→ **PROBLEM**: Go through the data below and gather each line containing "plastic".
··· DATA PROVIDED ···
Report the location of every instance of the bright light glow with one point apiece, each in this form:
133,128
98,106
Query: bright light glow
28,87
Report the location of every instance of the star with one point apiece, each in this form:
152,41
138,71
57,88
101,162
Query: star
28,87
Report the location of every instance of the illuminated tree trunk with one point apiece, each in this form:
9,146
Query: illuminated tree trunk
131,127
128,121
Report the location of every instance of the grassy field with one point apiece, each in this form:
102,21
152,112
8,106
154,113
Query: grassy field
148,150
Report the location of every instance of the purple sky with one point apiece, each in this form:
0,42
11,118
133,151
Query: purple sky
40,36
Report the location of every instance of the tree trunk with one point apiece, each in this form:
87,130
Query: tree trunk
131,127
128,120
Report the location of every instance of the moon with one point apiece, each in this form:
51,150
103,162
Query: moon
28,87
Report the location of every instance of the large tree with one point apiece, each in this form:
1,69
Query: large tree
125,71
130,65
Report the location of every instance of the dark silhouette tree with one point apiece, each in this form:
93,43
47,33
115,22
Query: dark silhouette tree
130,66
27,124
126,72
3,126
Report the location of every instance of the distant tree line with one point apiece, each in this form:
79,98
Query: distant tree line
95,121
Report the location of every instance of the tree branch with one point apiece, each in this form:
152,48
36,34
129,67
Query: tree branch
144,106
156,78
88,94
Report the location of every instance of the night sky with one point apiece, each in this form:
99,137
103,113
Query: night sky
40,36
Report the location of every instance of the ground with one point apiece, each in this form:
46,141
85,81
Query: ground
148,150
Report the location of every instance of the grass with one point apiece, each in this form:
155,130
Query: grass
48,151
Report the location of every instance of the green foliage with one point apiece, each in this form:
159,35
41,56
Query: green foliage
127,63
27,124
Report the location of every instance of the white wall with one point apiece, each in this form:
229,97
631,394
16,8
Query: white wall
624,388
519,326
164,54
···
··· DATA PROVIDED ···
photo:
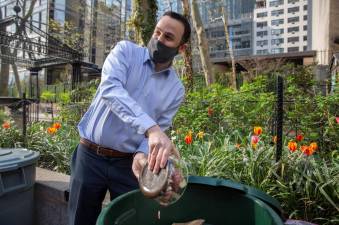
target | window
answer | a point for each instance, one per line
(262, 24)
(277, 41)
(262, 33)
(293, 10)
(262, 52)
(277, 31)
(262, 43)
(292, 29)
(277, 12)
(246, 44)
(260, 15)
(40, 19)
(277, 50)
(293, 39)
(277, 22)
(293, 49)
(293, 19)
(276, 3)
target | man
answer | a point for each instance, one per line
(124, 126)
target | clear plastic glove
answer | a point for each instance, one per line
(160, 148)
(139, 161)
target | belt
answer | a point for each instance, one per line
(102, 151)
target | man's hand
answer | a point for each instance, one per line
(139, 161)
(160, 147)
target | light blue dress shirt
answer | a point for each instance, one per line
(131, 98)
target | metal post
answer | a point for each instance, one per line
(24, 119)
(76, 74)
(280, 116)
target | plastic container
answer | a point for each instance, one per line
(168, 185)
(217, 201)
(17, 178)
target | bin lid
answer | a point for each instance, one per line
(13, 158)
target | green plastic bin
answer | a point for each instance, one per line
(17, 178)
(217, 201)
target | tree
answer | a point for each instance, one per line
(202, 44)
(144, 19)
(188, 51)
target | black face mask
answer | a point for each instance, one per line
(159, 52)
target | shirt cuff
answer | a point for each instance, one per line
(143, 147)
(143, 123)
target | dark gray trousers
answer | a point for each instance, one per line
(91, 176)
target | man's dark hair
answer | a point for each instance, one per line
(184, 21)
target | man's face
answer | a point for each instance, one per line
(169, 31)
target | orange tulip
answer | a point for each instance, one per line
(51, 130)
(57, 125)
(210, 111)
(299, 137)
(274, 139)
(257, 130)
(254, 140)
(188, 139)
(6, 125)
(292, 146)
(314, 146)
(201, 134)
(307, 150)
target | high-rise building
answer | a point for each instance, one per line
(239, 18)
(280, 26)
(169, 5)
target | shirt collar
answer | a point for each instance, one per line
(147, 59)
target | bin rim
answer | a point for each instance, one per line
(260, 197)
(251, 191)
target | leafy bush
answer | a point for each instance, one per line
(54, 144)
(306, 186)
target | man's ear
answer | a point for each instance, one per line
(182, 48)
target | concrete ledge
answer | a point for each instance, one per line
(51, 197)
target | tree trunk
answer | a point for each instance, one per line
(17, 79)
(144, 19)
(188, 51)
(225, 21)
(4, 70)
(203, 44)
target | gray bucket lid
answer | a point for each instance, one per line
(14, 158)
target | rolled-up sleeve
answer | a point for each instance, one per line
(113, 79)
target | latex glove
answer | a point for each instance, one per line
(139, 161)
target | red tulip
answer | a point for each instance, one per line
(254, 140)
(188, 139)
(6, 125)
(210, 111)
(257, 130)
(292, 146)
···
··· DATA PROVIDED ···
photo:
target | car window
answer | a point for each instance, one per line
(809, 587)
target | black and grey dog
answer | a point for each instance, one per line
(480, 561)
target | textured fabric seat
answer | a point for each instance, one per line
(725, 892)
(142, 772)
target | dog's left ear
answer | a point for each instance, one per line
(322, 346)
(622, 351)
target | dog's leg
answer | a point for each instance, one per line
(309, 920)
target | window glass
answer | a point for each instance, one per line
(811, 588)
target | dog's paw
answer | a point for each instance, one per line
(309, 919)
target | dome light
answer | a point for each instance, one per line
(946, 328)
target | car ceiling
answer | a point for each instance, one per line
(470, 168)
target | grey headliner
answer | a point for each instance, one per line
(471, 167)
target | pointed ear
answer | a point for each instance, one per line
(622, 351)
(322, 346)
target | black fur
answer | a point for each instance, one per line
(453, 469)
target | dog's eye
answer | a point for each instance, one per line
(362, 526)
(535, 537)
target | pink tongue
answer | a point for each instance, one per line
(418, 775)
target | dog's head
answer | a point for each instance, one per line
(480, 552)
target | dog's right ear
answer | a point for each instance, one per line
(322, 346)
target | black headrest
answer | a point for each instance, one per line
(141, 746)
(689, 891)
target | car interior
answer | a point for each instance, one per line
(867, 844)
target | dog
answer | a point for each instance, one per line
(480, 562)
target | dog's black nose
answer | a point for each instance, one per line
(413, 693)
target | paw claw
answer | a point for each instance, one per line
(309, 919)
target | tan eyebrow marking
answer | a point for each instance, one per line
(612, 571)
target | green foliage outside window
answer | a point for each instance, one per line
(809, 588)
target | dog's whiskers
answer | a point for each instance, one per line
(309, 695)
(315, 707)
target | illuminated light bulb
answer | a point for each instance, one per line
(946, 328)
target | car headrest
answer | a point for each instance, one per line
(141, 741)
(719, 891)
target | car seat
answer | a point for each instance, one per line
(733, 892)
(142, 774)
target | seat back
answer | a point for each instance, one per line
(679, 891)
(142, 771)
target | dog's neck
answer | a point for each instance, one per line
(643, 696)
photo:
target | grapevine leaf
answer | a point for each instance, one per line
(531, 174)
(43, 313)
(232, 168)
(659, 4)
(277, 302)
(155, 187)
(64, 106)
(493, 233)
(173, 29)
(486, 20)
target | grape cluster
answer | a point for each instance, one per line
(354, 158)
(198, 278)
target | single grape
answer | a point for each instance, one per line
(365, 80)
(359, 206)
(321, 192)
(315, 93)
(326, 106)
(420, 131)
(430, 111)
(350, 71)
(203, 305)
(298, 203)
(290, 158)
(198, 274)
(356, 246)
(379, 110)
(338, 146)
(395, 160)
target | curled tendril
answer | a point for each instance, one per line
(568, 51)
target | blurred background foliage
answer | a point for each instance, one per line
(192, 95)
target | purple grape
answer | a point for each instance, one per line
···
→ **RESPONSE TO THIS EXERCISE**:
target | clear plastic glove
target | plastic container
target | green plastic bin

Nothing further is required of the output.